Point annotation data
□ □ □ □ □
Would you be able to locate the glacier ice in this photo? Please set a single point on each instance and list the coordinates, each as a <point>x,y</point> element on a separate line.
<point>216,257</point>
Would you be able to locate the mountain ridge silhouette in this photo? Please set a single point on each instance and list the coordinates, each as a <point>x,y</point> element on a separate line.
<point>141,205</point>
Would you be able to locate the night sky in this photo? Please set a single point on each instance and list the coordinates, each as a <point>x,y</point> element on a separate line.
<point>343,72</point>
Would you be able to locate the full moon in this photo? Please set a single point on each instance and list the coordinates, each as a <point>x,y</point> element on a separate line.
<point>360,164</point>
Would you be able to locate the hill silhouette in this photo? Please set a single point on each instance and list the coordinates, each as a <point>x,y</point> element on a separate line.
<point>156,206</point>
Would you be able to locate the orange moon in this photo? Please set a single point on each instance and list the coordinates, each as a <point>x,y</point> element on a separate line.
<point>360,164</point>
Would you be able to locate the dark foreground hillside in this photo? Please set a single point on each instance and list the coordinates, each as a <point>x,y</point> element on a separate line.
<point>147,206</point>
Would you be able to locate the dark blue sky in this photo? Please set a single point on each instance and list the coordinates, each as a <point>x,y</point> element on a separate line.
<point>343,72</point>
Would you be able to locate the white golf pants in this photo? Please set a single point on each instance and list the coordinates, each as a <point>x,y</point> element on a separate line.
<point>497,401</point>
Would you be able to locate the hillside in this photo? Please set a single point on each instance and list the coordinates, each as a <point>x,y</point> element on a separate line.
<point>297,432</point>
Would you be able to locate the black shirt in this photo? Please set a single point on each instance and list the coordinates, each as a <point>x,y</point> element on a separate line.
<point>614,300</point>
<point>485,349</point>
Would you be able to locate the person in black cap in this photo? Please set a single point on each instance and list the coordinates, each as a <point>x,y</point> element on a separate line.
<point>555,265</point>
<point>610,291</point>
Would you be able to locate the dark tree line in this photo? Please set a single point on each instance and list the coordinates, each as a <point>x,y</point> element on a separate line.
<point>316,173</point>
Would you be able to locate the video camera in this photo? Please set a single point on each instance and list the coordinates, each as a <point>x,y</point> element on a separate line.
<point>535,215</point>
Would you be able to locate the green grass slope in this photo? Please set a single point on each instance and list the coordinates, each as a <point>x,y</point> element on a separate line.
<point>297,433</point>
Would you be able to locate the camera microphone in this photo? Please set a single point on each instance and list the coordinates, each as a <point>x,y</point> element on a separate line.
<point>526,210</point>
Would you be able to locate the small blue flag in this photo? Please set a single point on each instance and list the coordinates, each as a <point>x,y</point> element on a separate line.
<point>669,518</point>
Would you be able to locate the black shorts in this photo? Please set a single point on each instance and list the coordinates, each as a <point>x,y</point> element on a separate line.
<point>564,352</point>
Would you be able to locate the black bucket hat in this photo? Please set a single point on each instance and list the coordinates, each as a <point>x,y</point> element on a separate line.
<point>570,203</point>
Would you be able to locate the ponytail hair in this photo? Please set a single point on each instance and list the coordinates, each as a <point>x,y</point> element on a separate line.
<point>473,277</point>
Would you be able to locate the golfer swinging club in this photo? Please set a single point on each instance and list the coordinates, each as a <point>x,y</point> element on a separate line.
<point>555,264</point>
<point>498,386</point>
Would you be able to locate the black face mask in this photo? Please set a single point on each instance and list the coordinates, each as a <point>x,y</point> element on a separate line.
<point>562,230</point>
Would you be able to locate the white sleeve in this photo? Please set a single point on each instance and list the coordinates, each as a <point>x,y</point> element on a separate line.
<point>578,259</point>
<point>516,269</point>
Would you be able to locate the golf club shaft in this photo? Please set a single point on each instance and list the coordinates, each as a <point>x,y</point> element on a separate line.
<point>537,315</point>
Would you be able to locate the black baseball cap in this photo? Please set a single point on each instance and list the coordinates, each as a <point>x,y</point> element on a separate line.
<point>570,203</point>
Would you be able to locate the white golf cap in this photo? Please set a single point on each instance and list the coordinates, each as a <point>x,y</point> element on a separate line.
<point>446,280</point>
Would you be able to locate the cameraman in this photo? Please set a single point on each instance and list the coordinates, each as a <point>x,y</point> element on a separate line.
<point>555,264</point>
□ □ □ □ □
*YOUR INSTRUCTIONS:*
Copy out every line of the data above with no changes.

*RESULT OF THE EXERCISE:*
Would you be able to locate the glacier ice in this photo? Please set a single point on each instance and list the coordinates, each as a <point>x,y</point> element on a separate line.
<point>216,257</point>
Would you be able to locate the mountain ridge silhouette in this photo? Please set a single point on each instance and list the coordinates, each as a <point>x,y</point> element on a separate line.
<point>141,205</point>
Would you be able to locate the night sky in this photo? Please set a single point on each instance and list the coordinates, each as a <point>x,y</point> element on a separate line.
<point>343,72</point>
Would you be able to locate the full moon in this photo? Please set a single point on each instance and list the coordinates, each as a <point>x,y</point> element on a separate line.
<point>360,164</point>
Would you be able to locate the hill silhouette in this photo? Please set a single point on each instance and list the coordinates, each as a <point>x,y</point> element on a separate line.
<point>156,206</point>
Would you be able to locate the orange moon in this photo? Please set a single point on each instance and list the coordinates, each as a <point>x,y</point> element on a separate line.
<point>360,164</point>
Would you be able to locate the dark foreground hillside in this photo? Please set a single point on each instance and list the coordinates, each as a <point>x,y</point> element on a separate line.
<point>147,206</point>
Would you be able to locate the dark blue sky in this photo? Please set a single point on each instance and list the coordinates, each as a <point>x,y</point> element on a separate line.
<point>343,72</point>
Would you be able to locate the white golf pants in this photo? Please set a single point on each instance and list the coordinates, each as a <point>x,y</point> element on a separate line.
<point>497,401</point>
Would you be able to locate the hillside in this photo? Please set a single point on each instance and list the coordinates, each as a <point>x,y</point> element on a separate line.
<point>297,432</point>
Would you be able to locate the black shirt in this photo? Please set a single point on each instance and list the coordinates, each as a <point>x,y</point> element on a separate line.
<point>614,300</point>
<point>485,349</point>
Would you be able to locate the person in black cap in this photo? Please set a single point on each instance and list the coordinates, each as a <point>x,y</point> element on a separate line.
<point>555,265</point>
<point>610,291</point>
Would you be able to locate the dark tree line in this photo? Please set a single point on each instance and list the coordinates, each as a <point>x,y</point> element on a separate line.
<point>316,173</point>
Would you be able to locate the video camera in this photo? Please set a single point on each instance and list the coordinates, each as a <point>x,y</point> element on a separate line.
<point>535,215</point>
Would you be able to locate the green grass slope in this photo? Please set a single point on each instance and list the coordinates, each as a <point>x,y</point> element on a separate line.
<point>297,433</point>
Would you be able to locate the camera microphone in this photo? Please set a single point on each instance and list the coordinates, each as a <point>x,y</point> element on a separate line.
<point>526,210</point>
Would you be able to locate the small blue flag in this photo? Please set a single point on each instance and list the coordinates, each as a <point>x,y</point> element on a separate line.
<point>669,518</point>
Would you be able to locate the black shorts in this photo? Please set a single point on each instance and list the coordinates, each as a <point>x,y</point> element on a separate line.
<point>564,352</point>
Would you be able to locate the black bucket hat in this photo? Please set a single point on each instance and list the coordinates, each as a <point>x,y</point> element on a separate line.
<point>570,203</point>
Would you be able to locate the ponytail hair in this photo? Please set a single point on each instance and list the coordinates, each as a <point>x,y</point> element on a separate line.
<point>473,277</point>
Would you be able to locate the golfer swinging club in this photo? Please set a single point on each instance and list the coordinates, each as a <point>x,y</point> element on a separate line.
<point>555,264</point>
<point>498,386</point>
Would you be able to locate the black face mask in this photo? Please set a single point on each instance and list the coordinates, each as a <point>x,y</point> element on a separate line.
<point>562,230</point>
Would you be able to locate the white sleeve in this photo? Please set a single point on each instance and list the coordinates, each as a <point>x,y</point> element on a separate line.
<point>578,259</point>
<point>516,269</point>
Would you be able to locate the golf club shaft in this photo? Please set a single point on each instance and list the coordinates, each as a <point>x,y</point> element on a separate line.
<point>537,315</point>
Would you be able to locate the black baseball cap in this photo? Please set a single point on each instance and list the coordinates, each as a <point>x,y</point> element on a separate line.
<point>570,203</point>
Would you be able to locate the white golf cap in this photo? Please set a single point on each instance and list the coordinates, each as a <point>x,y</point> element on a separate line.
<point>446,280</point>
Would you be able to locate the cameraman in this photo? Please set a single point on each instance and list the coordinates, each as a <point>x,y</point> element on a separate line.
<point>555,264</point>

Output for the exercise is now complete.